Excerpts from a dataset on object pointing
········

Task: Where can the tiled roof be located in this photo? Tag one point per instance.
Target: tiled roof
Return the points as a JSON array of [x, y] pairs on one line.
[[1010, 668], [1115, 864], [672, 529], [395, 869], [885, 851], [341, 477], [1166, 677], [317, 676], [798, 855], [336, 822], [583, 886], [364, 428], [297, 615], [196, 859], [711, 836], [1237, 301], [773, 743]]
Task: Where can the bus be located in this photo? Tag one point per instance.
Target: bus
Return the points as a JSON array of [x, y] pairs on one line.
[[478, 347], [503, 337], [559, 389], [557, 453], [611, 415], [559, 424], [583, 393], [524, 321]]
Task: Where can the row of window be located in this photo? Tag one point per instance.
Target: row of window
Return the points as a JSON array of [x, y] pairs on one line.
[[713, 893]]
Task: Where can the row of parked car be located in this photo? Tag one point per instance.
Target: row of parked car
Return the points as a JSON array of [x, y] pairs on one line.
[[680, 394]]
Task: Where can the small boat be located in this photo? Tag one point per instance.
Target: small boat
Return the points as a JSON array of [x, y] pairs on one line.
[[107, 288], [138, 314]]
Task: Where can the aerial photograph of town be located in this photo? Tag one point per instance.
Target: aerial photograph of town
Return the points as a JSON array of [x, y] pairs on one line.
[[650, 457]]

········

→ **Written exercise**: Lay out every line of the records above as a Markdown table with the columns No. and Text, numbering the rows in order and leaving out blank lines.

→ **Full output**:
| No. | Text |
|---|---|
| 1 | Task: Where can the tiled roof be located in this photo? Tag one point per instance. |
| 2 | Target: tiled roof |
| 3 | Return the points as a JSON array of [x, y] pairs on one line. |
| 4 | [[1010, 668], [1115, 864], [672, 529], [395, 869], [885, 851], [341, 477], [1166, 677], [317, 676], [798, 855], [336, 822], [583, 886], [364, 428], [297, 615], [196, 859], [711, 836], [1237, 301], [773, 743]] |
| 5 | Task: Where can the bus be located in this photo? Tag one point per instance. |
| 6 | Target: bus |
| 7 | Return the points as a JSON array of [x, y] pairs on one line. |
| 8 | [[478, 347], [503, 337], [559, 389], [557, 453], [611, 415], [559, 424], [583, 393], [524, 321]] |
| 9 | Task: Where can the row of window be located in this photo? Tag one point per instance. |
| 10 | Target: row of window |
| 11 | Return the points as a JSON array of [x, y] pairs on one line. |
| 12 | [[713, 893]] |
| 13 | Task: Where can the row of parked car be located in this photo? Tag one point per instance. |
| 14 | Target: row of parked car |
| 15 | Return the points as a JSON array of [x, y] pairs on one line. |
| 16 | [[680, 394]] |
| 17 | Task: Where can the small boat be located in this photo? Tag one point per instance. |
| 18 | Target: small boat |
| 19 | Return the points as a JSON array of [x, y] pairs on one line. |
| 20 | [[107, 288], [138, 314]] |
| 21 | Task: Where can the aerial photograph of town be located in this photo? Tag one point per instance. |
| 22 | Target: aerial photograph of town |
| 23 | Return the points as a JSON array of [x, y] pairs on one line. |
| 24 | [[650, 457]] |